▸ **Document source**:
Tout ce séjour à Saint-Thomas n’avait pas duré trois semaines. Le comte se rendit de là à Saint-Eustache, en passant par Saint-Jean et Sainte-Croix, et s’embarqua le 28 février pour Amsterdam. Il emmenait un Danois et un noir converti qu’il avait racheté à Saint-Thomas. Au moment du départ, un juif portugais, qui désirait se rendre en Hollande, le supplia de le prendre avec lui. Le cœur généreux de Zinzendorf se laissa facilement attendrir à cette prière : non content de payer le passage du juif et de sa femme, il leur céda le lit et la cabine qui lui avaient été réservés et s’installa dans la salle commune avec les autres passagers. Da Costa ainsi se nommait l’israélite était un homme instruit et une âme sincère ; le comte le prit en amitié et passait d’ordinaire la soirée à causer avec lui. Il ne le pressait jamais de se convertir, mais il lui parlait souvent de ce dont son cœur était rempli, de ce Sauveur qu’il aimait tant. Le juif l’écoutait attentivement, et lorsque le comte chantait quelque cantique, il le priait de le lui traduire ; quelquefois il versait des larmes, ému de cette piété franche et communicative, et, s’associant involontairement au sentiment de Zinzendorf, il se laissait emporter avec lui dans le même flot de prière et d’adoration.
Pendant cette traversée, qui fut de sept semaines, le comte travailla prodigieusement, étudiant, écrivant des lettres, composant des cantiques et même des livres, sans se laisser déranger par le roulis qui brouillait son écriture et la rendait souvent illisible. « On peut faire ici tout ce qu’on fait à terre, et plus encore, » écrit-il. Cependant sa santé était mauvaise, il ne dormait pas, ne mangeait guère et arriva en Europe épuisé de fatigue et malade de la fièvre quarte.

▸ **Série d'exercices**:
- 1) Résumez sous forme de liste le paragraphe du document source qui commence par « Pendant cette traversée », en gardant ses faits principaux.
- 2) Transcrivez sans rien changer les lignes des entrées, en partant de la ligne qui contient « Practice task. Find the driftwood » et en allant jusqu'à la ligne qui contient « [1015, 192] », ces deux lignes comprises.

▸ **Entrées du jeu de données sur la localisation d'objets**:

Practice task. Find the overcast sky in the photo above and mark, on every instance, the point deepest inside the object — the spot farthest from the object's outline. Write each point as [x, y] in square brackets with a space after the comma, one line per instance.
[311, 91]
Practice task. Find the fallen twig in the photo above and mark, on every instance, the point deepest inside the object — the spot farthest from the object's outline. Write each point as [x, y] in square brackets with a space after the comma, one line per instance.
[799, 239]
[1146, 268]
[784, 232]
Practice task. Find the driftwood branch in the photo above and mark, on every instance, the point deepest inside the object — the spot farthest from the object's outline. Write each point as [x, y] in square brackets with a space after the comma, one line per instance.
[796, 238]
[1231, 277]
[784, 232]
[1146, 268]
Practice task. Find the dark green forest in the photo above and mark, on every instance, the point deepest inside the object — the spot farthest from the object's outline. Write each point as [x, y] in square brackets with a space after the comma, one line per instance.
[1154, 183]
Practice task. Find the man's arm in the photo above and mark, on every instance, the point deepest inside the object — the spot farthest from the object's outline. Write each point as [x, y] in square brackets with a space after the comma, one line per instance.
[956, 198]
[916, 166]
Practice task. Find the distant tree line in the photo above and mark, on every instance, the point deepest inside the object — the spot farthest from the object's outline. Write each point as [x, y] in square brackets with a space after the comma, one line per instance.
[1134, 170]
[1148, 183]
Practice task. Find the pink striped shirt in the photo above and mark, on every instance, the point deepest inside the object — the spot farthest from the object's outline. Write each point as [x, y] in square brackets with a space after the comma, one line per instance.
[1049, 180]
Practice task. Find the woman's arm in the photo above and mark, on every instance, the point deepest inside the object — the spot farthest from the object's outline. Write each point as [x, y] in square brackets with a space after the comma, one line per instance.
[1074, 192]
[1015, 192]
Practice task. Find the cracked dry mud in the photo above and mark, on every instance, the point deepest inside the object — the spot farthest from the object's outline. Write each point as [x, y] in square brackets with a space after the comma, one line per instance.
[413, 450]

▸ **Réponses finales**:
- 1)
- La traversée dure sept semaines.
- Le comte travaille énormément : il étudie, écrit des lettres, compose des cantiques et même des livres.
- Le roulis brouille son écriture et la rend souvent illisible, sans le déranger.
- Il écrit qu'on peut faire en mer tout ce qu'on fait à terre, et plus encore.
- Sa santé est mauvaise : il ne dort pas et mange peu.
- Il arrive en Europe épuisé de fatigue et malade de la fièvre quarte.

- 2)
Practice task. Find the driftwood branch in the photo above and mark, on every instance, the point deepest inside the object — the spot farthest from the object's outline. Write each point as [x, y] in square brackets with a space after the comma, one line per instance.
[796, 238]
[1231, 277]
[784, 232]
[1146, 268]
Practice task. Find the dark green forest in the photo above and mark, on every instance, the point deepest inside the object — the spot farthest from the object's outline. Write each point as [x, y] in square brackets with a space after the comma, one line per instance.
[1154, 183]
Practice task. Find the man's arm in the photo above and mark, on every instance, the point deepest inside the object — the spot farthest from the object's outline. Write each point as [x, y] in square brackets with a space after the comma, one line per instance.
[956, 198]
[916, 166]
Practice task. Find the distant tree line in the photo above and mark, on every instance, the point deepest inside the object — the spot farthest from the object's outline. Write each point as [x, y] in square brackets with a space after the comma, one line per instance.
[1134, 170]
[1148, 183]
Practice task. Find the pink striped shirt in the photo above and mark, on every instance, the point deepest inside the object — the spot farthest from the object's outline. Write each point as [x, y] in square brackets with a space after the comma, one line per instance.
[1049, 180]
Practice task. Find the woman's arm in the photo above and mark, on every instance, the point deepest inside the object — the spot farthest from the object's outline. Write each point as [x, y] in square brackets with a space after the comma, one line per instance.
[1074, 192]
[1015, 192]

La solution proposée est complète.